Your task: Once you have read the records below, print them again exactly as they stand.

Entries supplied:
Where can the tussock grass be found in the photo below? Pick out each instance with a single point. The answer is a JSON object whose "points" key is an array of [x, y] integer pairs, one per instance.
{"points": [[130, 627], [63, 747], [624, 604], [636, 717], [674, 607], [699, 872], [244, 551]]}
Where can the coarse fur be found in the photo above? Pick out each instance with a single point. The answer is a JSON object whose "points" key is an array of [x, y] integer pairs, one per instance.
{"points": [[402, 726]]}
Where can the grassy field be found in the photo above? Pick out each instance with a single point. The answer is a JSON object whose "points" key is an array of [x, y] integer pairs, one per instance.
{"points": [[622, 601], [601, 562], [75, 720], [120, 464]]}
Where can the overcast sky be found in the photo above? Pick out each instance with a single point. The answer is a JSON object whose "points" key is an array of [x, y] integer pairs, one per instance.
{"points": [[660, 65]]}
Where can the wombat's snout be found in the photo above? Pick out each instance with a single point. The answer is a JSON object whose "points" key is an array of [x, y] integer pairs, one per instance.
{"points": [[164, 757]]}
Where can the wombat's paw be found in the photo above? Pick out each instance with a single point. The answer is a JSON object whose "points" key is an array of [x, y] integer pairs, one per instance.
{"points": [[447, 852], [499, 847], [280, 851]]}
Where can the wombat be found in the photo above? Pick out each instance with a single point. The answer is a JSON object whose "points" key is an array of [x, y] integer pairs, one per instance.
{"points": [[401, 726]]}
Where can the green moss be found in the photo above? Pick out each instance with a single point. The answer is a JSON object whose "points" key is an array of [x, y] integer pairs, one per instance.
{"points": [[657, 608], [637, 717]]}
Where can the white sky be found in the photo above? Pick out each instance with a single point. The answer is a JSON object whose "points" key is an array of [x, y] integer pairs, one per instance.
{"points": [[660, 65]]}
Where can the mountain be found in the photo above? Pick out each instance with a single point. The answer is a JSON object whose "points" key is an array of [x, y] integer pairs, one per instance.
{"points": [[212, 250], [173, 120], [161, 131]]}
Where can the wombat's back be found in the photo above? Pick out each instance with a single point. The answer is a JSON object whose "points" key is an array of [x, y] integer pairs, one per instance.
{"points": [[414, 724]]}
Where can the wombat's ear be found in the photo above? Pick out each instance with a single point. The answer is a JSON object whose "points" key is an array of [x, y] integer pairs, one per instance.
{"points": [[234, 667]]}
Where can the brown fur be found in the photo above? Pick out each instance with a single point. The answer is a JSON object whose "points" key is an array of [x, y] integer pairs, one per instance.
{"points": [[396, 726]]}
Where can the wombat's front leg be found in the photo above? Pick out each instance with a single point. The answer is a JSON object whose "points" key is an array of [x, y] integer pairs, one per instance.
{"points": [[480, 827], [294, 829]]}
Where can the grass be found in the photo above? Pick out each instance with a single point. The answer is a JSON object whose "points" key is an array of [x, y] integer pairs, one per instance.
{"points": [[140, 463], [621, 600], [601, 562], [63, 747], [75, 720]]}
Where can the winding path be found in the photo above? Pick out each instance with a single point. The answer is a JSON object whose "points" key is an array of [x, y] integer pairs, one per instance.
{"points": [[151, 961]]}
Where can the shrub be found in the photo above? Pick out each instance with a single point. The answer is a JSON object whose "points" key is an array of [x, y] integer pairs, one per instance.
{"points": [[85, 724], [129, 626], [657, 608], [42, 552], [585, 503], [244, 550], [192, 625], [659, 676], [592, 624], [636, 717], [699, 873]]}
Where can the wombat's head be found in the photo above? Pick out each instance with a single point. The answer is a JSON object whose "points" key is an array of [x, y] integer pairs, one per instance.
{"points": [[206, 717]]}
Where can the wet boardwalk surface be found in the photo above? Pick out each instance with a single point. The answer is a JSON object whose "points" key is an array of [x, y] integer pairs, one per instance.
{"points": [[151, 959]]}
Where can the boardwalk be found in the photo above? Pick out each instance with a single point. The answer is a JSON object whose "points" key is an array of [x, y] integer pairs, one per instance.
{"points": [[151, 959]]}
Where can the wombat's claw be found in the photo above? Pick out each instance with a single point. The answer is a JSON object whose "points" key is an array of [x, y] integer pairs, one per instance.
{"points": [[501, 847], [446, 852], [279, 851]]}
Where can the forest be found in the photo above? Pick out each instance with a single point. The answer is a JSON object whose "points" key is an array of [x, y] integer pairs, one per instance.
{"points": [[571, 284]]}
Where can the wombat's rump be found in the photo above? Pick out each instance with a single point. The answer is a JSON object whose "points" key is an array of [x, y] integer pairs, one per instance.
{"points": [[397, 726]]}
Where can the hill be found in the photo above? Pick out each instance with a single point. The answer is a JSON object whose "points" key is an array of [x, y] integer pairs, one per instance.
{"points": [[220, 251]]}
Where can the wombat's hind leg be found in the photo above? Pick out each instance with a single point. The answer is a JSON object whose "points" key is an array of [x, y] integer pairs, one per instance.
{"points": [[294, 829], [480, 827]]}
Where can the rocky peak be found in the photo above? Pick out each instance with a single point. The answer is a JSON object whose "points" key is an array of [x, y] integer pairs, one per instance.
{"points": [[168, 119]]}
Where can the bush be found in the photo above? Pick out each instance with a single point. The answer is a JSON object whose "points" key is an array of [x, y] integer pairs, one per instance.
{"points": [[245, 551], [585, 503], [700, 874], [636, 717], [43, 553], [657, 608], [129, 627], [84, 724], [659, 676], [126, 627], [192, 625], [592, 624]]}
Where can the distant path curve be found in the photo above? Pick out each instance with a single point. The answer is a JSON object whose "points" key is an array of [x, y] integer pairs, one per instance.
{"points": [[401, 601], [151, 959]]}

Result for this exercise:
Where can the tussock grass be found in the photo below? Pick out each instance with a single point. The answer is a JSON object whose "points" key is an array of [x, y] integer pairs, one per instance.
{"points": [[130, 627], [63, 747], [624, 604], [636, 717], [674, 607], [699, 872], [244, 551]]}
Where can the coarse fur be found in the photo above? Pick out each instance with a single point. The answer is a JSON object whose "points" key is an array of [x, y] integer pairs, one per instance.
{"points": [[402, 726]]}
Where can the grassy field be found in the photo above? Pick out each instance with a single point. The answer is a JSON object whose "points" key is an array of [x, y] integer pairs, one per instance.
{"points": [[622, 601], [601, 562], [75, 720], [120, 464]]}
Where can the overcast sky be found in the photo above? Pick out each instance with a single point. The answer is a JSON object whose "points" key is an array of [x, y] integer pairs, one per instance.
{"points": [[660, 65]]}
Where can the wombat's snout be found in the photo above? Pick out each instance with a single point. The answer is a JSON object whose "points" key is an array of [x, y] integer pairs, one per instance.
{"points": [[164, 757]]}
Where can the wombat's paw be found in the photo above? Pick out each instance with a single point. The answer is a JSON object whose "points" key is an array of [x, y] integer pairs, one per instance.
{"points": [[447, 852], [499, 847], [280, 851]]}
Where can the wombat be found in the photo above? Pick out each instance with a single point. The answer is a JSON object whose "points" key is an array of [x, y] integer pairs, one per instance.
{"points": [[401, 726]]}
Where can the green moss be found in the photo above? Pick out each instance with a single point. The answer is a JSON object whose "points" key is an array of [x, y] integer pairs, one per instance.
{"points": [[657, 608], [637, 717]]}
Where can the white sky be found in the photo above? Pick out each instance with a single point. The answer is a JSON object whose "points" key is an array of [x, y] integer pairs, one per instance.
{"points": [[660, 65]]}
Where can the mountain be found in the photo above? Pick out each instance with a single point. The answer is a JSON object whose "points" key is an array of [x, y] integer pairs, one per instance.
{"points": [[212, 250], [173, 120], [161, 131]]}
Where can the wombat's back be found in the photo above? Pick out each instance with a single point. The answer is a JSON object whose "points" key is an array of [x, y] integer pairs, one per instance.
{"points": [[414, 724]]}
Where can the wombat's ear be found in the photo above? Pick out each instance with a single point. The answer is a JSON object whose "points" key is an array of [x, y] integer pairs, one per instance.
{"points": [[234, 667]]}
Where can the brown fur be found in the photo above? Pick out each instance with a single point. The answer is a JSON object whose "points" key is an array of [x, y] integer pairs, one per instance.
{"points": [[396, 726]]}
Where can the wombat's front leg be found in the photo above? Pick out each instance with a single point. The answer is a JSON object whose "points" key is an array of [x, y] integer pairs, one per instance.
{"points": [[480, 827], [294, 829]]}
Where can the grass be found in the photo above? Pick out each instance with a single point. The answer is a JSON object whose "points" key is an array of [x, y] integer pairs, one per instance.
{"points": [[140, 463], [621, 600], [601, 562], [63, 747], [75, 720]]}
Where can the winding path be found in the photo above? Pick out each instance with a single point. The answer is a JSON object whose "points" key is an array of [x, y] integer pairs, one per instance.
{"points": [[151, 961]]}
Where can the shrub be found in the photo above? Pick out each instance with a single point. The answer is a JSON object whose "points" key is an array of [x, y] integer pairs, one per instance.
{"points": [[85, 724], [129, 626], [657, 608], [42, 552], [585, 503], [244, 550], [192, 625], [659, 676], [592, 624], [636, 717], [699, 873]]}
Where can the wombat's head be found in the photo above? Pick out each instance with a single point. The answer is a JSON object whose "points" key is an array of [x, y] integer pairs, one per instance.
{"points": [[206, 717]]}
Where can the wet boardwalk surface be found in the photo above? Pick out each instance with a single point. The answer is a JSON object whose "points" key is an array of [x, y] integer pairs, one per instance.
{"points": [[151, 959]]}
Where can the boardwalk be found in the photo above? Pick out each instance with a single point. The answer is a JSON object whose "points" key is an array of [x, y] integer pairs, one per instance.
{"points": [[151, 959]]}
Where can the wombat's claw be found in the photo above? Pick out each instance with a single point. The answer is a JSON object whose "points" key is an array of [x, y] integer pairs, one per instance.
{"points": [[501, 847], [446, 852], [279, 851]]}
Where can the forest be found in the photo above? Pick out each instance with a single point. The answer is a JSON object whose "points" key is an array of [x, y] integer pairs, one per instance.
{"points": [[571, 284]]}
Where can the wombat's rump be found in the photo above? Pick out each instance with a single point. The answer is a JSON object whose "points" key is an array of [x, y] integer pairs, one per instance.
{"points": [[397, 726]]}
Where can the hill be found in the photo above? Pick out each instance with a single point. The answer is a JSON object whose "points" key is an array of [x, y] integer pairs, one per instance.
{"points": [[220, 251]]}
Where can the wombat's hind leg be found in the photo above? Pick out each instance with a single point. The answer is a JSON object whose "points" key is an array of [x, y] integer pairs, one per instance.
{"points": [[294, 829], [480, 827]]}
Where can the rocky peak be found in the photo above? Pick out each instance with a single point. The answer is a JSON object whose "points" key is an array of [x, y] integer pairs, one per instance.
{"points": [[168, 119]]}
Where can the bush be found in the photo above? Pick out each instance with a single point. The answer is a JSON object whose "points" key is an array of [x, y] integer pairs, one per instance.
{"points": [[245, 551], [585, 503], [700, 874], [636, 717], [43, 553], [657, 608], [129, 627], [84, 724], [659, 676], [126, 627], [192, 625], [592, 624]]}
Where can the distant path curve be found in the photo above? Pick out each instance with a single point. The answer is a JSON object whose "points" key is an array of [x, y] integer pairs, one per instance.
{"points": [[401, 601], [151, 959]]}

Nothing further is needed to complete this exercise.